• WHAT IS REQUIRED
How many lines of the records hold the string "pavement"? Reply with the number alone.

[Saved entries]
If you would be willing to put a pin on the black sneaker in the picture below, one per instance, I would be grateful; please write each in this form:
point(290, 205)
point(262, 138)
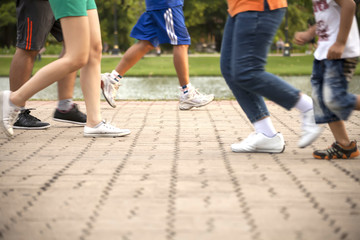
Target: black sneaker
point(73, 116)
point(27, 121)
point(336, 151)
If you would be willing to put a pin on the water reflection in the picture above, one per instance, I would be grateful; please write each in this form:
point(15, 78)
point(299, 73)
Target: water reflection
point(156, 88)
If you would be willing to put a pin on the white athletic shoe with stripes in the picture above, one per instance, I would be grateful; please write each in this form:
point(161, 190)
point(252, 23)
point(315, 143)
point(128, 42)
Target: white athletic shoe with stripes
point(193, 98)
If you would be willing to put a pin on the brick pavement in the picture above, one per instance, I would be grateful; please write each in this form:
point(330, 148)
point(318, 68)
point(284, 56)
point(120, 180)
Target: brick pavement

• RESULT
2